▸ Directions
Find out how many lines of the listing below include "hood" and report only that number.

▸ The data
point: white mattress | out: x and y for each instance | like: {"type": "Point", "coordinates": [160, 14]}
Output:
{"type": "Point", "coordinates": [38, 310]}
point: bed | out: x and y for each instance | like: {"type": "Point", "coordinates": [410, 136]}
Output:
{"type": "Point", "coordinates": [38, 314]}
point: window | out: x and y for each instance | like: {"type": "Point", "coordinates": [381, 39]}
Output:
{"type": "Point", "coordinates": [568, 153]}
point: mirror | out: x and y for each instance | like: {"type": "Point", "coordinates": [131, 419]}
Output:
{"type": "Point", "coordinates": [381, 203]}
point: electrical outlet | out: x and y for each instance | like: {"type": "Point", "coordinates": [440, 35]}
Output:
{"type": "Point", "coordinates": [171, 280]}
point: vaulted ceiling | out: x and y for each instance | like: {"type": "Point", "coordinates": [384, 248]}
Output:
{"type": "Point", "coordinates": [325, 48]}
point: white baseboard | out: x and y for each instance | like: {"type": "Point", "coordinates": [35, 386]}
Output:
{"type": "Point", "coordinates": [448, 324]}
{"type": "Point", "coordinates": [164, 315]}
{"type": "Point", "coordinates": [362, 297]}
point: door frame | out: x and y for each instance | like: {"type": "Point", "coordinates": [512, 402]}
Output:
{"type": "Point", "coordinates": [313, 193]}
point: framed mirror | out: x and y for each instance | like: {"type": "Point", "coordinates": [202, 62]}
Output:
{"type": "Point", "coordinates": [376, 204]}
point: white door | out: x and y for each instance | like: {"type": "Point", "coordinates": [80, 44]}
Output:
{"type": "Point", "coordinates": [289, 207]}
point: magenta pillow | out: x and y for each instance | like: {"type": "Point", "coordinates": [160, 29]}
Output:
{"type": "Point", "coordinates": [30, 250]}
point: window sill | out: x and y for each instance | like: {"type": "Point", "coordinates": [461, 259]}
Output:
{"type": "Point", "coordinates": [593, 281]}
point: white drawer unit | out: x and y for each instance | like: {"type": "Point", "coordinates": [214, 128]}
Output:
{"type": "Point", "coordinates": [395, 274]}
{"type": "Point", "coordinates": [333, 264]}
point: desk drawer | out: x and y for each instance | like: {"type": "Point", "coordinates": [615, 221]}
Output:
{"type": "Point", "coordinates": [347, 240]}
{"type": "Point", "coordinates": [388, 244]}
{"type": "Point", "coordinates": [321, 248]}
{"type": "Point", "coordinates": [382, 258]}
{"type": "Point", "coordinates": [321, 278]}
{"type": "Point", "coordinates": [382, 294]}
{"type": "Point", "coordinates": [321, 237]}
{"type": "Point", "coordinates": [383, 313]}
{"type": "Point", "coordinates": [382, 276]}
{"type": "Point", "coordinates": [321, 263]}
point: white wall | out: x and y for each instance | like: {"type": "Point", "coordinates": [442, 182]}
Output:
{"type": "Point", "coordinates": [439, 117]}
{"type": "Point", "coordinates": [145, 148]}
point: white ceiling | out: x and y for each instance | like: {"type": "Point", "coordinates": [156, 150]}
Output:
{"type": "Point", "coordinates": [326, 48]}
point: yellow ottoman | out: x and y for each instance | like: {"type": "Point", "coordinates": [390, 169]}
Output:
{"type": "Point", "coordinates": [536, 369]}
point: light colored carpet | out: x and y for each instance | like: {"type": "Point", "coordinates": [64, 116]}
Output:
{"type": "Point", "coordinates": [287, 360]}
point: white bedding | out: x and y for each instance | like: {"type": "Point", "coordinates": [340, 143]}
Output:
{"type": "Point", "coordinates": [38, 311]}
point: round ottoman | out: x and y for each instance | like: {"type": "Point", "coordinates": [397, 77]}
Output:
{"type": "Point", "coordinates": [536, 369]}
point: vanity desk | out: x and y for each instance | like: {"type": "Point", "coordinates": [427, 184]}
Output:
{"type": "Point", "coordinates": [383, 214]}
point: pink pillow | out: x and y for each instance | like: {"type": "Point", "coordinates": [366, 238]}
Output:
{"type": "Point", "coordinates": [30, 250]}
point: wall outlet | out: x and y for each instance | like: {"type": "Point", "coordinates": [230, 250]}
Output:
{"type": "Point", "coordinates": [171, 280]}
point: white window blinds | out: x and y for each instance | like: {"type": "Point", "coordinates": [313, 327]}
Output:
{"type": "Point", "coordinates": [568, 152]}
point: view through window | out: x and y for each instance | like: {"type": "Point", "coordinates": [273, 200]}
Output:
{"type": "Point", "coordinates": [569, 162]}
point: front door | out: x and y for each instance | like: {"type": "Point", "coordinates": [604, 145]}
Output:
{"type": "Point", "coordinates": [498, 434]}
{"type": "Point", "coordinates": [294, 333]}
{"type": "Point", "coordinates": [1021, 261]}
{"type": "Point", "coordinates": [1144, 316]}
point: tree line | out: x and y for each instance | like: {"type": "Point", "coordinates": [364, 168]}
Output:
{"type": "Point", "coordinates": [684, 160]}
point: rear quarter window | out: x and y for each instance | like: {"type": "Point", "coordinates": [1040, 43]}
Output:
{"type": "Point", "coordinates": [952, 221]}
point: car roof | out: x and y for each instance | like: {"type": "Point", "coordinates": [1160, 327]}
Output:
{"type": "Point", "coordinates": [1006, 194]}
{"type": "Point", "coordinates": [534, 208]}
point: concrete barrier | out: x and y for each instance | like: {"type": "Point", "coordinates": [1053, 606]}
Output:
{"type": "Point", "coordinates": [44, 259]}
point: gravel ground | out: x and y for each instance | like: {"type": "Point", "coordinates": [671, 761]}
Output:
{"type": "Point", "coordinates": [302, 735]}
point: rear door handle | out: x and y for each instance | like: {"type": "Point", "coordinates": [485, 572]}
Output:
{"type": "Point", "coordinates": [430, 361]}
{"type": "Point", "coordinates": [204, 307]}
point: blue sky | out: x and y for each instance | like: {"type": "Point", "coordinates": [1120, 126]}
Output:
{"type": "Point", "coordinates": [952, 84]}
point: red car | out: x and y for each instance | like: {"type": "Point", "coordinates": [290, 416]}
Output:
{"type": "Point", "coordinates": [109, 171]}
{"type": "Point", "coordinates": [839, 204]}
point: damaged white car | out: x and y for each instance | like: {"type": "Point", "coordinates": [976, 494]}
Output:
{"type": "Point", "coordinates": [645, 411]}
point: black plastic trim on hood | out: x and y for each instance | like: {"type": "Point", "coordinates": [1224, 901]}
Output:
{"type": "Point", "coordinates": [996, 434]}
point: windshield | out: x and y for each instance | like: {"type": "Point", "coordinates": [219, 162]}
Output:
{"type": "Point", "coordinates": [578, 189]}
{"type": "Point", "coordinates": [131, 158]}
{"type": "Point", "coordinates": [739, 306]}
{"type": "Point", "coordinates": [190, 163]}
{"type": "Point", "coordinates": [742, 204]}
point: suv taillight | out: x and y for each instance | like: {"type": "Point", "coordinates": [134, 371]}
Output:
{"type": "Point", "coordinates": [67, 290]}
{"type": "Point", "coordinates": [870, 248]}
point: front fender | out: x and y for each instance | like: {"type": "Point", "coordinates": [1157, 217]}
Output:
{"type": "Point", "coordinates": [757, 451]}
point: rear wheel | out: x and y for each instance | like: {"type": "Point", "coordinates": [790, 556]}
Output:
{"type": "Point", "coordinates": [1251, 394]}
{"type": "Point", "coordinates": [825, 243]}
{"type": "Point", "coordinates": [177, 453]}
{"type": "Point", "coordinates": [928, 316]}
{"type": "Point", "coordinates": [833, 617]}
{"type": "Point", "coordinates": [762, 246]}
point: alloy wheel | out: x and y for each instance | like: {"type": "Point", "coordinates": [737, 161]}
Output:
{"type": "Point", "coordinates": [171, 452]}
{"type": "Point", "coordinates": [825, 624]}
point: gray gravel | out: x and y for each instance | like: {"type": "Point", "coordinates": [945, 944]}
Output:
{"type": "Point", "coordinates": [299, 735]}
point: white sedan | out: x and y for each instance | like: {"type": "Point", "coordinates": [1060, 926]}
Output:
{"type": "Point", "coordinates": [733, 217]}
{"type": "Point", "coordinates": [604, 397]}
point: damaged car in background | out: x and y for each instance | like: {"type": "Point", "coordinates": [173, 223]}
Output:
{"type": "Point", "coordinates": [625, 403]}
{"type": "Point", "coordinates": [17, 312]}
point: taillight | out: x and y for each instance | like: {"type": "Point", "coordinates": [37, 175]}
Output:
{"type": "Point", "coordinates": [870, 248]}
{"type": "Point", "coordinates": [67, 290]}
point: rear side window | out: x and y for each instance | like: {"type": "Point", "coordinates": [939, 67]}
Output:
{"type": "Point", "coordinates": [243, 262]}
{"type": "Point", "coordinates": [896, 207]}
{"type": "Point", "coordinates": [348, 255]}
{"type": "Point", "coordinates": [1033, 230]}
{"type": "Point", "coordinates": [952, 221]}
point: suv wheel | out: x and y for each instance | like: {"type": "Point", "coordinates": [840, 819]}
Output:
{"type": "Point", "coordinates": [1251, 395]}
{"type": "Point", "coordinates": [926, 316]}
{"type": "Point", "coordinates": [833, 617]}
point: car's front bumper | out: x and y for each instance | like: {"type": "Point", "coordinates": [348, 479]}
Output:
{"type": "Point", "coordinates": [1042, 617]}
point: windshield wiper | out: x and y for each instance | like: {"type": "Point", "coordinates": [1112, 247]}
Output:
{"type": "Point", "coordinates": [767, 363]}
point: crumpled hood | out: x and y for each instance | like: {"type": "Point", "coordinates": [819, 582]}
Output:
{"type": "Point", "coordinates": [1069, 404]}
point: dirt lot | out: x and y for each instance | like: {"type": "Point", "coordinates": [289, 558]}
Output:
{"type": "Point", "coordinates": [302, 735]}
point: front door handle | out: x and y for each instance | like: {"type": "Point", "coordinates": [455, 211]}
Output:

▸ Output for this task
2